Soru: İki yıllık ilahiyat ön lisans bitiren
arkadaşlarımızın dikey geçişinde son durun ne?
Cevap: Bu arkadaşlarımız yoğun bir şekilde 3. ve 4.
sınıfları bitirebilmek için dikey geçiş sınavına girmesi gerekiyor. Ama biz
başından beri bu sınavın kaldırılıp sınavsız bir şekilde 3. ve 4. sınıfı da
bitirerekten 4 yıllık bir ilahiyat mezunu olmaları yönünde teklifimizi YÖK'e
sunduk. İnşallah hayırlı bir netice bekliyoruz. Çalışmalar devam ediyor.
Soru:Din görevlilerinin sendikalara bakışı ve güven
konusunda neler söylersiniz?

Sağlanan Veriler
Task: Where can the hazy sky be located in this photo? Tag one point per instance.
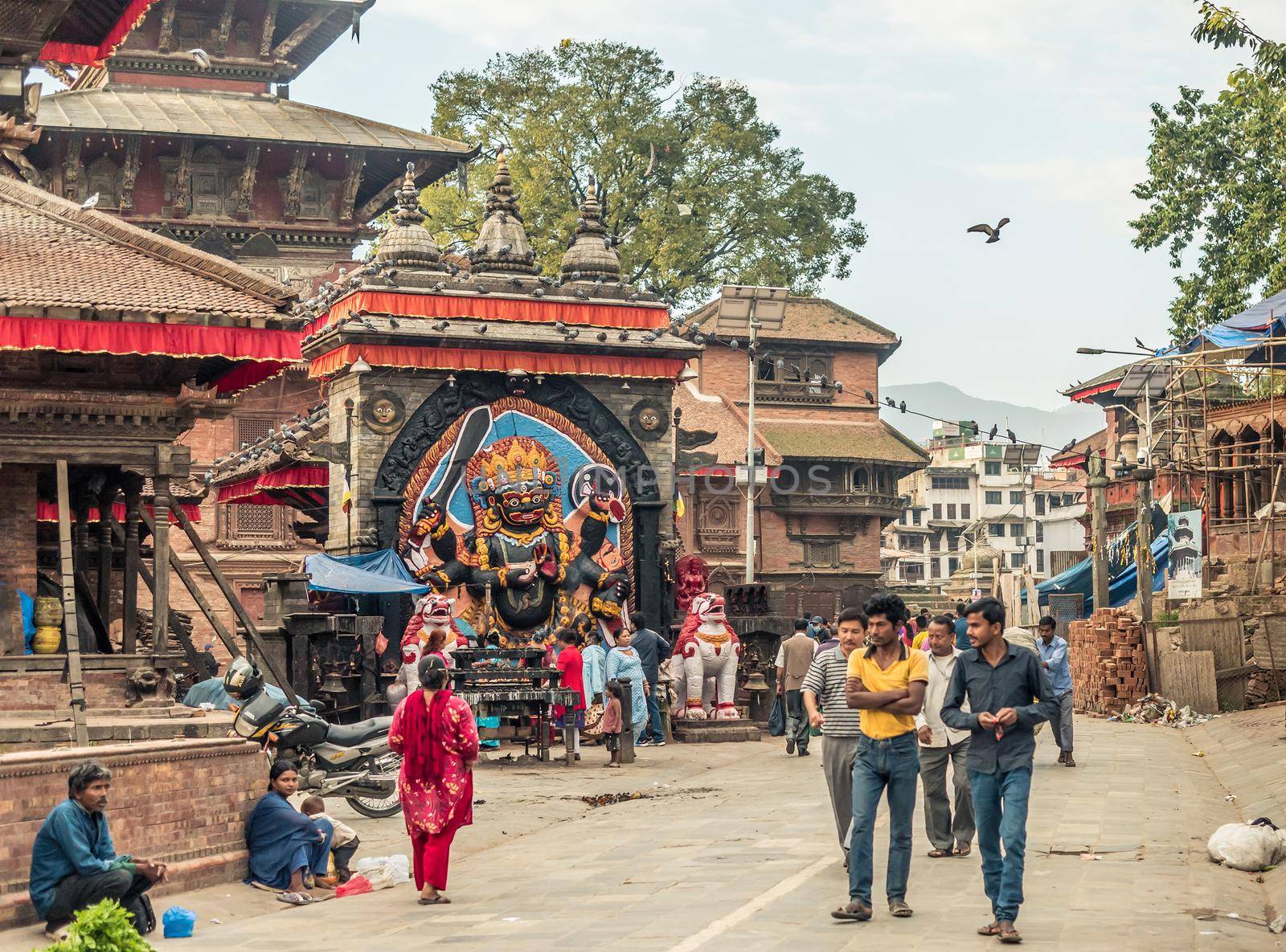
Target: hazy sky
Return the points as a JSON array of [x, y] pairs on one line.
[[936, 113]]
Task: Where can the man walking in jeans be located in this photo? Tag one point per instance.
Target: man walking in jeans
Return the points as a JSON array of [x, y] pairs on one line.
[[887, 682], [653, 650], [1009, 694], [1054, 660], [794, 658]]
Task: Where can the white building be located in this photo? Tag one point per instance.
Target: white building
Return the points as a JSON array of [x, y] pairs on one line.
[[989, 490]]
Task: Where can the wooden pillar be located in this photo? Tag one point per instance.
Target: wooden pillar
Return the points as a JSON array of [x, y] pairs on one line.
[[1239, 480], [133, 484], [161, 551], [106, 497]]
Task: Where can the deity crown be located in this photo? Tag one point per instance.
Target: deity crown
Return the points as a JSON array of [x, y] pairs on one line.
[[516, 464]]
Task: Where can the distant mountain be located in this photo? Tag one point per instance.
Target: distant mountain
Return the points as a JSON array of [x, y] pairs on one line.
[[1048, 427]]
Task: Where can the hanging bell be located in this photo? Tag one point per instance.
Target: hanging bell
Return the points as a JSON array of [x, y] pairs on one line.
[[334, 684]]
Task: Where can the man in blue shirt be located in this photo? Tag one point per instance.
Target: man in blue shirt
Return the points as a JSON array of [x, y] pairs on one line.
[[1009, 695], [1054, 660], [653, 650], [74, 864]]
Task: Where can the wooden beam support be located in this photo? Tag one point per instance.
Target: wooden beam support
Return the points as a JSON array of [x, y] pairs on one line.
[[235, 603], [75, 680], [302, 32]]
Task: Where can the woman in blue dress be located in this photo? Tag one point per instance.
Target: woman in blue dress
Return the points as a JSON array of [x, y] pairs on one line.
[[287, 848], [624, 660]]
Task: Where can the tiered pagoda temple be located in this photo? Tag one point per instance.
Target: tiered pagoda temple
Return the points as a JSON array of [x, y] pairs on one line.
[[186, 129]]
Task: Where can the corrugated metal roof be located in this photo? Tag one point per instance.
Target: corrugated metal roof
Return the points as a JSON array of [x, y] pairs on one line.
[[227, 116]]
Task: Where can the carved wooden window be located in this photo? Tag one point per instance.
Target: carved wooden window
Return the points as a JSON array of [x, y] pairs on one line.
[[822, 555], [248, 523], [104, 178]]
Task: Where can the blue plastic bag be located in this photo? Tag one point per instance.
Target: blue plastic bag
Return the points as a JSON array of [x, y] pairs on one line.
[[179, 923], [777, 718]]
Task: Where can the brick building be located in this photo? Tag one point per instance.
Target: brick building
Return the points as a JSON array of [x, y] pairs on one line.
[[833, 463]]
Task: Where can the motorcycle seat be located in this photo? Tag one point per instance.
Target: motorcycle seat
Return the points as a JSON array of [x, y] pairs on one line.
[[360, 733]]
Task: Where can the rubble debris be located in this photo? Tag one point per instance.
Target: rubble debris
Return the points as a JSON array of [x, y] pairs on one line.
[[1109, 662], [1153, 708]]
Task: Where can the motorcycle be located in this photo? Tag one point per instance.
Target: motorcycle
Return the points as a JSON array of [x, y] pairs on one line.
[[350, 759]]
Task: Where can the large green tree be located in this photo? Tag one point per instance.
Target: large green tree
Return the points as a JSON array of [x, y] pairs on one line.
[[1217, 182], [694, 180]]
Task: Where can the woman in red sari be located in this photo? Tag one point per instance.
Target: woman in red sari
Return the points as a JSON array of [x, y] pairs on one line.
[[435, 733]]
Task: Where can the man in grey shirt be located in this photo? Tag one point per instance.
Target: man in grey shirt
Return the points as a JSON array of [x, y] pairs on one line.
[[829, 711]]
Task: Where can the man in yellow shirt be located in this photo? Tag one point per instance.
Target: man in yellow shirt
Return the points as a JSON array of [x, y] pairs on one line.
[[887, 682]]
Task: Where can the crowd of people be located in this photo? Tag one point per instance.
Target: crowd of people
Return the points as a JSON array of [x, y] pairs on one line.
[[897, 701]]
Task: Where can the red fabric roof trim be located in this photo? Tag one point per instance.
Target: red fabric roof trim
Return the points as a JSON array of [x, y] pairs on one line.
[[460, 358], [167, 339], [85, 54], [256, 490], [489, 308], [48, 512]]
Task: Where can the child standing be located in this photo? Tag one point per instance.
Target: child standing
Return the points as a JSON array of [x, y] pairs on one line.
[[612, 722], [345, 842]]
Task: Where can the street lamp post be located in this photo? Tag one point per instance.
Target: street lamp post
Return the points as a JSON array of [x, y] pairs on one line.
[[752, 308]]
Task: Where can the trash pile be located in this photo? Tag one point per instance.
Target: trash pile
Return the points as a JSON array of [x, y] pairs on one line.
[[1153, 708]]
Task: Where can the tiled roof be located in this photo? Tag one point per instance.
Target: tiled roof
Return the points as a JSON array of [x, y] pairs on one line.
[[711, 414], [227, 115], [823, 439], [816, 319], [53, 253]]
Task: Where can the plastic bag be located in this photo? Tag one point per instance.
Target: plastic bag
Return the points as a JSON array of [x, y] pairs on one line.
[[398, 865], [777, 718], [179, 923], [354, 887]]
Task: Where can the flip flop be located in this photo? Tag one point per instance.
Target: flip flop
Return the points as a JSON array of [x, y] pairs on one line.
[[853, 913]]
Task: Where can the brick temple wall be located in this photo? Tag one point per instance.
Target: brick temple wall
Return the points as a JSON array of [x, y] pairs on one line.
[[183, 802]]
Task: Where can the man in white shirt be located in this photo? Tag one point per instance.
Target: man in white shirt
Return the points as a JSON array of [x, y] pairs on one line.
[[951, 831]]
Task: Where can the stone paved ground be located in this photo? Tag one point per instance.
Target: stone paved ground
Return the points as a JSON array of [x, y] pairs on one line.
[[736, 853]]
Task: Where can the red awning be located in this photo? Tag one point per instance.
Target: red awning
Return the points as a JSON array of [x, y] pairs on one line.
[[267, 351], [88, 54], [48, 512], [489, 308], [259, 490]]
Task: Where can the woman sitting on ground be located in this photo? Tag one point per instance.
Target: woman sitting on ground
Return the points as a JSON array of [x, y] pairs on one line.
[[435, 733], [287, 849]]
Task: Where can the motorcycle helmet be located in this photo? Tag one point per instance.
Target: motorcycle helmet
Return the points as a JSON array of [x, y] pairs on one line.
[[242, 679]]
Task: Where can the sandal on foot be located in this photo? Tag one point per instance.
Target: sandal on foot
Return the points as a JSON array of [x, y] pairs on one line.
[[1009, 934], [853, 913]]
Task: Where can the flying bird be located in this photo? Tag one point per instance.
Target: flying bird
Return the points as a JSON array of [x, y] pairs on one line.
[[992, 234]]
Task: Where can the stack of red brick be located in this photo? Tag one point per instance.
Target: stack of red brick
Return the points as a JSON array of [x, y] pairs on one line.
[[1109, 663]]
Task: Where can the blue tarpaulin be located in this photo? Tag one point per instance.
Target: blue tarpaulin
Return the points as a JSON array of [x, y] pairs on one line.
[[1120, 589], [375, 574]]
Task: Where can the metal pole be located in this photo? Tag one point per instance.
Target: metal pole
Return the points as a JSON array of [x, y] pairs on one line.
[[750, 446], [1097, 484]]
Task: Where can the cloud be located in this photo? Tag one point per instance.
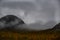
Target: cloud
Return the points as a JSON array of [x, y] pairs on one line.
[[33, 11]]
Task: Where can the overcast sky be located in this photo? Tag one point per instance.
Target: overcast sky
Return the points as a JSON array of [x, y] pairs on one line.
[[32, 11]]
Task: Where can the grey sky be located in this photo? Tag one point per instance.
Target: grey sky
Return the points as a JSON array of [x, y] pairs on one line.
[[32, 11]]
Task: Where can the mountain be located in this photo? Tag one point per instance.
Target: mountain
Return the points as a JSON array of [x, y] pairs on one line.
[[10, 21]]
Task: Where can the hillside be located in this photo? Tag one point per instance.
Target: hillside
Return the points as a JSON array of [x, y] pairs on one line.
[[48, 34]]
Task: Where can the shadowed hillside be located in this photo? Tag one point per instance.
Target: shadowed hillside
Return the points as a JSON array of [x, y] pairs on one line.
[[9, 33]]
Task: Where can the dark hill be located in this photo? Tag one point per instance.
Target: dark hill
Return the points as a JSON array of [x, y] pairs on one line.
[[56, 27], [10, 21]]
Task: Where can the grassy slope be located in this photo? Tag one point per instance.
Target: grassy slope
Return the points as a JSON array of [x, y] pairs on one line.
[[30, 35]]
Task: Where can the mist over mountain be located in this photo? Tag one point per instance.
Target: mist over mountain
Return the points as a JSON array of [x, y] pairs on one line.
[[56, 27], [10, 21]]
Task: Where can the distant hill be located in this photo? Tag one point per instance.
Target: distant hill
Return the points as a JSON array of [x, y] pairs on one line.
[[10, 21], [56, 27]]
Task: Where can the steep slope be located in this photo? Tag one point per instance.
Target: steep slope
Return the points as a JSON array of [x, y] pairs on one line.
[[10, 21], [56, 27]]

Hedefler
A. Metinde "Soru: İki yıllık" ifadesinden başlayıp "Çalışmalar devam ediyor." ifadesine kadar, bu ifade de dahil olmak üzere, olan kısmı hiç değiştirmeden yazın.
B. Metne göre dikey geçiş sınavının kaldırılması yönündeki teklif hangi kuruma sunulmuştur?

Görevlerin Cevapları
A.
Soru: İki yıllık ilahiyat ön lisans bitiren
arkadaşlarımızın dikey geçişinde son durun ne?
Cevap: Bu arkadaşlarımız yoğun bir şekilde 3. ve 4.
sınıfları bitirebilmek için dikey geçiş sınavına girmesi gerekiyor. Ama biz
başından beri bu sınavın kaldırılıp sınavsız bir şekilde 3. ve 4. sınıfı da
bitirerekten 4 yıllık bir ilahiyat mezunu olmaları yönünde teklifimizi YÖK'e
sunduk. İnşallah hayırlı bir netice bekliyoruz. Çalışmalar devam ediyor.

B. YÖK'e sunulmuştur.